EXERCISE MATERIAL ▸
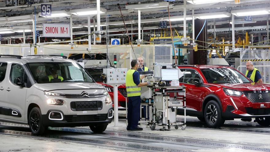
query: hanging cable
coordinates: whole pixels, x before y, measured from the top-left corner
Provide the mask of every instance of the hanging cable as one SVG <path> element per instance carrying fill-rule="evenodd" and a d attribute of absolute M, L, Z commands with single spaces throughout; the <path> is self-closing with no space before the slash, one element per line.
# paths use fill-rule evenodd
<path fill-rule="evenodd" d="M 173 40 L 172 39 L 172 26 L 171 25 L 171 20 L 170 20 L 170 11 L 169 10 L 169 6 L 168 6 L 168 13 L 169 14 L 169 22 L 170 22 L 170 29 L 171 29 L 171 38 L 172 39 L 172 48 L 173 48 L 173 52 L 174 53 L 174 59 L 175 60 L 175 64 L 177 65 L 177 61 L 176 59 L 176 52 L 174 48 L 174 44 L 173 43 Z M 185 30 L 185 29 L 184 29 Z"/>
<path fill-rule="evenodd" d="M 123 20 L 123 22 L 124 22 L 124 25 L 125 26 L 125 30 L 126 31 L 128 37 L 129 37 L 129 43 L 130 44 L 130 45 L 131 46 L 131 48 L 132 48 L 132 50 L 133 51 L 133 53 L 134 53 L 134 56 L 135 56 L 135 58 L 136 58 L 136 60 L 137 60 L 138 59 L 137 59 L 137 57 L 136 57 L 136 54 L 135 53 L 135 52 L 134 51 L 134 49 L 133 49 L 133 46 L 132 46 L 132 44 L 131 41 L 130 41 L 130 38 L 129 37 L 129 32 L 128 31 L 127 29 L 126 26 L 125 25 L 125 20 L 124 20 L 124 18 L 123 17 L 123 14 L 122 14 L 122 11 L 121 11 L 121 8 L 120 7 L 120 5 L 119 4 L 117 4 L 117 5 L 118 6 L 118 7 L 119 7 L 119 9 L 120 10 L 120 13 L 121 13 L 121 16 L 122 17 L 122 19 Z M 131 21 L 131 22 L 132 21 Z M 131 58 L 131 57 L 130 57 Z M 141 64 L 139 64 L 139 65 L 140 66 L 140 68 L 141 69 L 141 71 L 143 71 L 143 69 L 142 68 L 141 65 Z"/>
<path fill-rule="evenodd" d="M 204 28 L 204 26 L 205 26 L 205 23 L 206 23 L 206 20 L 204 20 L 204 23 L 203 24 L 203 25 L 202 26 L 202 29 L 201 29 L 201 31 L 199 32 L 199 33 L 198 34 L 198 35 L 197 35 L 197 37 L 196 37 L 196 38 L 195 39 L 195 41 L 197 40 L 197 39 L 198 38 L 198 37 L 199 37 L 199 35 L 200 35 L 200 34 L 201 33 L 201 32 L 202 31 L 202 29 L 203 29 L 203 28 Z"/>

DO THIS ▸ Convert every line of the items above into a numbered list, omitting any blank lines and leaving out the pictures.

SOLVED PROBLEM ▸
1. query: hanging cable
2. coordinates: whole pixels, x before y, measured from the top-left corner
3. Provide the mask of every instance of the hanging cable as one SVG <path> element per instance carrying fill-rule="evenodd" and a d attribute of absolute M, L, Z commands with single spaces throughout; the <path> is self-closing with no space before the slash, one element per line.
4. # paths use fill-rule evenodd
5. <path fill-rule="evenodd" d="M 173 40 L 172 39 L 172 26 L 171 25 L 171 20 L 170 20 L 170 11 L 169 10 L 169 6 L 168 6 L 168 13 L 169 14 L 169 22 L 170 22 L 170 29 L 171 29 L 171 38 L 172 39 L 172 48 L 173 48 L 173 52 L 174 53 L 174 59 L 175 60 L 175 64 L 177 65 L 177 61 L 176 59 L 176 52 L 174 48 L 174 44 L 173 43 Z M 185 30 L 185 29 L 184 29 Z"/>
6. <path fill-rule="evenodd" d="M 123 20 L 123 22 L 124 22 L 124 25 L 125 26 L 125 30 L 126 31 L 128 37 L 129 37 L 129 43 L 130 44 L 130 45 L 131 46 L 131 48 L 132 48 L 132 50 L 133 51 L 133 53 L 134 53 L 134 56 L 135 56 L 135 58 L 136 58 L 136 60 L 137 60 L 138 59 L 137 59 L 137 57 L 136 57 L 136 54 L 135 53 L 135 52 L 134 51 L 134 49 L 133 49 L 133 46 L 132 46 L 132 44 L 131 41 L 130 41 L 130 38 L 129 37 L 129 32 L 128 31 L 127 29 L 126 26 L 125 25 L 125 20 L 124 20 L 124 18 L 123 17 L 123 14 L 122 14 L 122 11 L 121 11 L 121 8 L 120 7 L 120 5 L 119 4 L 117 4 L 117 5 L 118 6 L 118 7 L 119 7 L 119 9 L 120 10 L 120 13 L 121 13 L 121 16 L 122 17 L 122 19 Z M 131 21 L 131 22 L 132 21 Z M 131 58 L 131 57 L 130 57 Z M 141 64 L 139 64 L 139 65 L 140 66 L 140 68 L 141 69 L 141 71 L 143 71 L 143 69 L 142 68 L 141 65 Z"/>
7. <path fill-rule="evenodd" d="M 204 28 L 204 26 L 205 26 L 205 23 L 206 23 L 206 20 L 204 20 L 204 23 L 203 24 L 203 25 L 202 26 L 202 29 L 201 29 L 201 31 L 199 32 L 199 33 L 198 34 L 198 35 L 197 35 L 197 37 L 196 37 L 196 38 L 195 39 L 195 41 L 197 40 L 197 39 L 198 38 L 198 37 L 199 37 L 199 35 L 200 35 L 200 34 L 201 33 L 201 32 L 202 31 L 202 29 L 203 29 L 203 28 Z"/>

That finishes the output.